**Document passage**
>>>

UNITED
STATES
SECURITIES
AND EXCHANGE COMMISSION
WASHINGTON,
D.C. 20549
FORM
8-K
CURRENT
REPORT
PURSUANT
TO SECTION 13 OR 15(d) OF THE
SECURITIES
EXCHANGE ACT OF 1934
Date of
Report (Date of earliest event reported): June 29, 2010
Lightstone
Value Plus Real Estate Investment Trust II, Inc.
(Exact
Name of Registrant as Specified in Charter)
Maryland
|
333-151532
|
83-0511223
|
||
(State
or other jurisdiction of incorporation or organization)
|
(Commission
File Number)
|
(I.R.S.
Employer Identification No.)
|
1985
Cedar Bridge Avenue, Suite 1
Lakewood,
New Jersey 08701
(Address,
including zip code, of Principal Executive Offices)
Registrant’s
telephone number, including area code: (732) 367-0129
Check the
appropriate box below if the Form 8-K filing is intended to simultaneously
satisfy the filing obligation of the registrant under any of the following
provisions:
o Written
communications pursuant to Rule 425 under the Securities Act (17 CFR
230.425)
o Soliciting
material pursuant to Rule 14a-12 under the Exchange Act (17 CFR
240.14a-12)
o Pre-commencement
communications pursuant to Rule 14d-2(b) under the Exchange Act (17 CFR
240.14d-2(b))
o Pre-commencement
communications pursuant to Rule 13e-4(c) under the Exchange Act (17 CFR
240.13e-4(c))
1
Item
1.01
|
Entry
into Material Definitive
Agreements.
|
Purchase of a Mortgage
Loan
On June 29, 2010, Lightstone Value Plus Real Estate Investment Trust II,
Inc. (the “Company”), through Lightstone Value REIT II, LP, the
Company’s operating partnership (the
“ Operating
Partnership”), entered into an Assignment and Assumption Agreement
(the “Assignment”) with Citigroup Global Markets
Realty Corp. (the “Seller”). Under the terms of the Assignment, the
Operating Partnership purchased from the Seller a fixed-rate, nonrecourse
mortgage note (the “Loan”) for $7.857 million. In addition, the
Seller agreed to indemnify the Operating Partnership from all existing litigation as
described below. As a result of the Assignment, the
Operating Partnership
assumed all rights and obligations, with the exception of the existing
litigation, in connection with the Loan, and became the lender under the Loan.

<<<

**Written tasks**
1. From the Form 8-K filing, copy out the passage starting at "o Soliciting" and ending at "240.13e-4(c))".
2. Summarize the Form 8-K filing in two sentences.

**Items**
>>>

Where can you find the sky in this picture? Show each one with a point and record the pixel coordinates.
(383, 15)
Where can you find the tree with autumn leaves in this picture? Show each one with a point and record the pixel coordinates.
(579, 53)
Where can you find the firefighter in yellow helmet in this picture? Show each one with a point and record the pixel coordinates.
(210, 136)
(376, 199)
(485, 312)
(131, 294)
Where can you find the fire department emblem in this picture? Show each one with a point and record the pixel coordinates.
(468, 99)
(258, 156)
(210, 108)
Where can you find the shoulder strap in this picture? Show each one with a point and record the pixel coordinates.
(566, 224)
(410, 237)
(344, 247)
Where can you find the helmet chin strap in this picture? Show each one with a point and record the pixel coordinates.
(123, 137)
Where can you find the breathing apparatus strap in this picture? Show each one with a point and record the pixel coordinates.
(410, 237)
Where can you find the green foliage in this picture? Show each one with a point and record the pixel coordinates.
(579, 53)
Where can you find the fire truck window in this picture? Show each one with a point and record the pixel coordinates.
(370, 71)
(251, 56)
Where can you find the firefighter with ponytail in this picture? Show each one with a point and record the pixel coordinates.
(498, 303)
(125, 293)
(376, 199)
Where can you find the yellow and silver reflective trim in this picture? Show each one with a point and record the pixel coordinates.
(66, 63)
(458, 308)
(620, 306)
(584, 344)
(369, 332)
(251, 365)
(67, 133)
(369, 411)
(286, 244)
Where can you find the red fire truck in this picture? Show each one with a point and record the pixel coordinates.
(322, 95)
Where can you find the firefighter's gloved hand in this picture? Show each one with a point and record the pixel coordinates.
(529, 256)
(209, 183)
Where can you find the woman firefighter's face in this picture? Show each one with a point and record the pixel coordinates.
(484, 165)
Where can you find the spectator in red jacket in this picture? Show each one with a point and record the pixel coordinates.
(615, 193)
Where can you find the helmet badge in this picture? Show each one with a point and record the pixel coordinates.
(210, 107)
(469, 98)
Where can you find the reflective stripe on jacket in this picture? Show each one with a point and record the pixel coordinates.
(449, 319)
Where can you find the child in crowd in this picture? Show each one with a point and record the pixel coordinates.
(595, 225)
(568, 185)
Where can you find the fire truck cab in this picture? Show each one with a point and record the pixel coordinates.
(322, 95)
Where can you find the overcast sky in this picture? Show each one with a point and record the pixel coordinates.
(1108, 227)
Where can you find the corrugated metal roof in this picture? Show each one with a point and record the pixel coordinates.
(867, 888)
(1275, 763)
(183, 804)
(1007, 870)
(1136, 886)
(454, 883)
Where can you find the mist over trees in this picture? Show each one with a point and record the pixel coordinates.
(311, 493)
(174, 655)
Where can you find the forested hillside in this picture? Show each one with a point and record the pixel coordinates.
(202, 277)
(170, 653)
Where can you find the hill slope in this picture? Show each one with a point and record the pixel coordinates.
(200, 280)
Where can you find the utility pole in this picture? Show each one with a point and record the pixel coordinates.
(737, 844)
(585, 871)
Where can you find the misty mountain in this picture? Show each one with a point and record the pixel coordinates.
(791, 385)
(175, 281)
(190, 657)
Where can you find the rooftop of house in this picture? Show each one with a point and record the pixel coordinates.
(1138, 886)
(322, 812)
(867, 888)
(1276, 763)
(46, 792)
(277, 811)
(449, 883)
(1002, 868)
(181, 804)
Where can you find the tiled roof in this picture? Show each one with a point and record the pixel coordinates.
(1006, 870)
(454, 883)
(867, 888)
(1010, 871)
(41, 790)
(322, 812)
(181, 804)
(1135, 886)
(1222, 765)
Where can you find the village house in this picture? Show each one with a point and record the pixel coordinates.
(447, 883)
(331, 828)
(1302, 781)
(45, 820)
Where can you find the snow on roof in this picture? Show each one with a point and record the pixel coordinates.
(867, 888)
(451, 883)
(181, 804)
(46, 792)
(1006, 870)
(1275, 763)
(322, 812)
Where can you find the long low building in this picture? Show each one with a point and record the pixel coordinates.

<<<

**Worked answers**
1.
o Soliciting
material pursuant to Rule 14a-12 under the Exchange Act (17 CFR
240.14a-12)
o Pre-commencement
communications pursuant to Rule 14d-2(b) under the Exchange Act (17 CFR
240.14d-2(b))
o Pre-commencement
communications pursuant to Rule 13e-4(c) under the Exchange Act (17 CFR
240.13e-4(c))

2. On June 29, 2010, Lightstone Value Plus Real Estate Investment Trust II, Inc., through its operating partnership, entered into an Assignment and Assumption Agreement with Citigroup Global Markets Realty Corp. and bought a fixed-rate, nonrecourse mortgage note for $7.857 million. The seller agreed to indemnify the operating partnership from all existing litigation, and the operating partnership took on all other rights and obligations connected with the loan and became its lender.